Write out the rows from the start of the records through the line containing "50, 645, 68, 685", both ends included, with every request kept and 91 added to each number in the bounding box coordinates given as answers. Leave the pictures out.

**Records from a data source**

[Begin]

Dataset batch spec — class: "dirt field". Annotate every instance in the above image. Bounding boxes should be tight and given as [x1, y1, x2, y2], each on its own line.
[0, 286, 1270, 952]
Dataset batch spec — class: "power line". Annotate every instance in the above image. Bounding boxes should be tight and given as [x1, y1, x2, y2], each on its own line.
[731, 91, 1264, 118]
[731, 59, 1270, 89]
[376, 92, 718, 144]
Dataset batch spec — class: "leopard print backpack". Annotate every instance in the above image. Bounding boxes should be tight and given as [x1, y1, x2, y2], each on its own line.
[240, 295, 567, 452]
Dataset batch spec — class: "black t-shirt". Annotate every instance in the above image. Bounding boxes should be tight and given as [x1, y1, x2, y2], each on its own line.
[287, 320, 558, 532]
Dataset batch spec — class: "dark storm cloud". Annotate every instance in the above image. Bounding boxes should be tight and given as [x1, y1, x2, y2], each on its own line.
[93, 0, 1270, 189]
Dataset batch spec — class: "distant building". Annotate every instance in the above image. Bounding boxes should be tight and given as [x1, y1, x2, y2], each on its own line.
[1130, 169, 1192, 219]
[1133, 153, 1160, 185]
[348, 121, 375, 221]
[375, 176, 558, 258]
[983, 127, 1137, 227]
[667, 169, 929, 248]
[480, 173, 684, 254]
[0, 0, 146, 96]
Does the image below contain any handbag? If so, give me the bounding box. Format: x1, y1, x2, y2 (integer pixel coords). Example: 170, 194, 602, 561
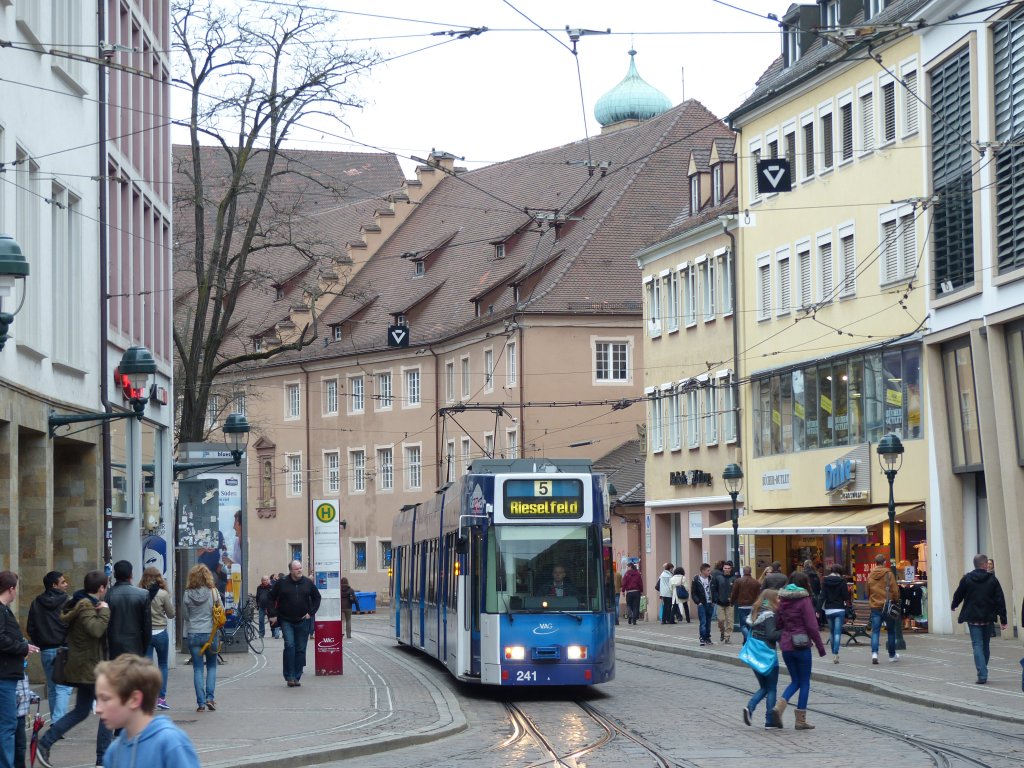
882, 571, 903, 622
739, 635, 778, 675
50, 645, 68, 685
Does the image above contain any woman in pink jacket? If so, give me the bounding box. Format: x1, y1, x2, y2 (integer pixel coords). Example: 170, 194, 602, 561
775, 570, 825, 731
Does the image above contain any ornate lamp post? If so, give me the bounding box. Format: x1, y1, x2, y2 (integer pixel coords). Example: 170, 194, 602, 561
874, 432, 906, 650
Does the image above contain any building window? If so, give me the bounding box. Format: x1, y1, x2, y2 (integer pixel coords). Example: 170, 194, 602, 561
666, 391, 683, 451
352, 542, 367, 570
839, 225, 857, 297
483, 349, 495, 392
505, 341, 519, 387
647, 391, 665, 454
406, 445, 423, 490
285, 384, 301, 419
594, 341, 630, 382
644, 275, 662, 339
505, 428, 519, 459
324, 451, 341, 494
665, 269, 679, 333
206, 394, 220, 429
882, 206, 918, 284
880, 81, 896, 144
288, 456, 302, 496
348, 376, 367, 414
758, 254, 771, 321
406, 368, 420, 408
703, 382, 718, 445
839, 101, 853, 163
444, 360, 455, 402
775, 248, 793, 315
797, 241, 814, 310
377, 447, 394, 490
348, 449, 367, 494
376, 372, 394, 411
817, 233, 836, 304
324, 379, 338, 416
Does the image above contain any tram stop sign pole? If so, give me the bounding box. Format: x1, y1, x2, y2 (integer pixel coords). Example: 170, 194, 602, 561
312, 499, 344, 677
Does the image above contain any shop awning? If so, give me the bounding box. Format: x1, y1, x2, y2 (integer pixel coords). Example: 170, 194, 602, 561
703, 504, 924, 536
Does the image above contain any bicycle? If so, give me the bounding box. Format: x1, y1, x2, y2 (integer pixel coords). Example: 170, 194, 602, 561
220, 595, 263, 655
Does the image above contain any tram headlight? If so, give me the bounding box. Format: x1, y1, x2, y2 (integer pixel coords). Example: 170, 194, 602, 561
565, 645, 587, 662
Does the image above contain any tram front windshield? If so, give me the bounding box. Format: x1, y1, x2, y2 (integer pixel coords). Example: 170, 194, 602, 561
484, 524, 604, 613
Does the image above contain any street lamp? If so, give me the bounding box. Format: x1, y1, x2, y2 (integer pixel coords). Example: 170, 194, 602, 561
0, 234, 29, 349
874, 432, 906, 650
49, 347, 157, 437
722, 464, 743, 573
173, 414, 249, 475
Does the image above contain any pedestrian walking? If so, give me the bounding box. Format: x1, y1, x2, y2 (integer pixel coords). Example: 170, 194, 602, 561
669, 565, 690, 624
690, 562, 715, 645
36, 570, 113, 768
655, 562, 676, 624
138, 565, 174, 710
181, 563, 220, 712
743, 593, 782, 729
714, 560, 736, 645
623, 562, 643, 625
867, 554, 899, 664
96, 654, 200, 768
729, 565, 761, 642
820, 563, 852, 664
106, 560, 153, 658
341, 577, 359, 640
270, 560, 321, 688
26, 570, 75, 722
256, 577, 276, 637
0, 570, 39, 768
775, 570, 825, 731
949, 555, 1007, 685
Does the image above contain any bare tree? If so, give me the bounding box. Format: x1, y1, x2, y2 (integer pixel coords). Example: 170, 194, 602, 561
172, 0, 379, 440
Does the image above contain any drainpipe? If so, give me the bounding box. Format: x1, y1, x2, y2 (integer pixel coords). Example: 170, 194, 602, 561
96, 0, 114, 573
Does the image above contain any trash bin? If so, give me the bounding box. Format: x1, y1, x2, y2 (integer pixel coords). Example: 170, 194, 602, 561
355, 592, 377, 613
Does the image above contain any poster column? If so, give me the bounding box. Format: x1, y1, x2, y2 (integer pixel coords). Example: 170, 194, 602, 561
313, 499, 344, 677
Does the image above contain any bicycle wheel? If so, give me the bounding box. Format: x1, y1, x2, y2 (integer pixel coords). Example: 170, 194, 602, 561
243, 622, 263, 655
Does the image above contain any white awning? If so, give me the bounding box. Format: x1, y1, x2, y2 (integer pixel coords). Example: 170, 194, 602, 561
703, 504, 924, 536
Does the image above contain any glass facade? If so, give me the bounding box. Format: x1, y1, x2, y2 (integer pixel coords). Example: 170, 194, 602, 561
751, 344, 923, 456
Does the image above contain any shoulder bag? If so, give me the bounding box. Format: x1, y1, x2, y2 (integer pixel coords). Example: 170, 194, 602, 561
882, 571, 903, 622
739, 635, 778, 675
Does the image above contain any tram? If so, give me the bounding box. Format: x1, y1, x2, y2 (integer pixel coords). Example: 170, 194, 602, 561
389, 459, 616, 686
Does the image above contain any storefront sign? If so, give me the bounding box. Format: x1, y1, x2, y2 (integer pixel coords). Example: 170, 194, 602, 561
824, 442, 871, 505
761, 469, 790, 490
669, 469, 714, 485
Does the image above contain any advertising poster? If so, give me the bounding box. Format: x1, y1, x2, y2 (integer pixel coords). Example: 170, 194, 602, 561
312, 499, 344, 677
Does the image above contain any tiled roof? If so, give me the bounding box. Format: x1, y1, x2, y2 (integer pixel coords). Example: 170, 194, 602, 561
238, 100, 732, 365
726, 0, 930, 124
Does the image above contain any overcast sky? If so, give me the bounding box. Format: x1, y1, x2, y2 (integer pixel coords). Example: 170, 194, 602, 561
260, 0, 788, 172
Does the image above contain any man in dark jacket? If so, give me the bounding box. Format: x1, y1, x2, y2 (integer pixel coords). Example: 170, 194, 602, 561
269, 560, 321, 688
28, 570, 74, 723
106, 560, 153, 658
949, 555, 1007, 685
0, 570, 39, 766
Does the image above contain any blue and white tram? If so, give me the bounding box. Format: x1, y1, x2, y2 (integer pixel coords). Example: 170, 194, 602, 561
390, 459, 616, 686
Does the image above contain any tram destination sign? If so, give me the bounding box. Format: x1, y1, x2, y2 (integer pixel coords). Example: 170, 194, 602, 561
502, 478, 584, 520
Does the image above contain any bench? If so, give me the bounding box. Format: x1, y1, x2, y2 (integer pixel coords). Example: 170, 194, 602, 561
843, 600, 871, 645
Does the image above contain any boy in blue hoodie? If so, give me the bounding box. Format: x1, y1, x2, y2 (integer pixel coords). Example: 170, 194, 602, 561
96, 653, 200, 768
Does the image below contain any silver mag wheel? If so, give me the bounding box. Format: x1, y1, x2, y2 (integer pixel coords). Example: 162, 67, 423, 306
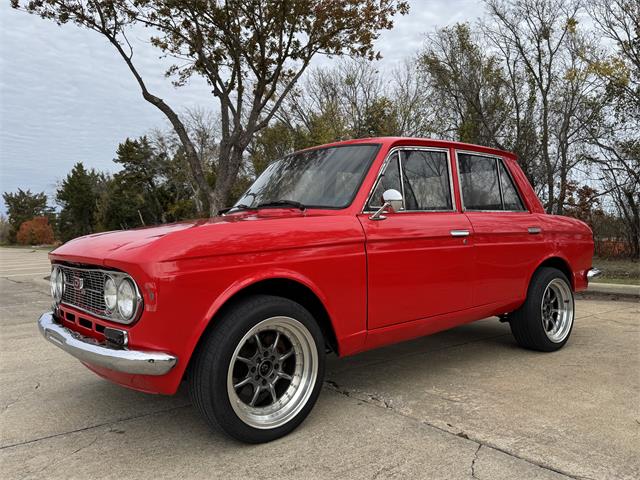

[End]

**RESPONSE FOR THIS EXERCISE**
Dataset batch spec — class: "dirt field". Annotate every instance in the above image. Bounding boxes should be tight and given as [x1, y1, x2, y2], each on its own line.
[91, 377, 1361, 1043]
Dataset batch spec — class: "power line". Annotate every instance in the above image. Bounding boxes should be tight and given as [x1, y1, x2, y2], each on its own line.
[822, 182, 1355, 209]
[822, 150, 1361, 180]
[467, 183, 809, 235]
Dataset batch spec — class: "leopard print backpack". Annotate every instance in the above image. Bounding boxes should be tight and given as [x1, y1, x2, y2], each on its own line.
[331, 386, 658, 543]
Dataset batch spec — class: "black t-shirt". Annotate every instance in the above image. Bounding boxes should be tight and given as [x1, y1, x2, y2], each on its own line.
[378, 411, 649, 623]
Dataset batch spec — class: "dark storm cloud". Annotate every instance in the above image. Bounding boxes should be tight and given as [x1, y1, x2, y2], each on its own line.
[184, 91, 1361, 280]
Dataset batch spec — class: "distant building". Annotate every instance in the above image. Bounding boxes should be tight and given as [x1, y1, x2, y2], each on its own line.
[1221, 260, 1283, 310]
[1224, 244, 1251, 276]
[439, 212, 466, 312]
[466, 267, 649, 349]
[1074, 218, 1228, 318]
[758, 260, 1020, 339]
[571, 264, 775, 345]
[91, 91, 237, 187]
Does the image below contain any handbag? If so, give me the bounding box. Format: x1, y1, x2, y2 (integer pixel coords). Example: 170, 194, 602, 561
973, 662, 994, 713
830, 726, 869, 766
141, 736, 159, 776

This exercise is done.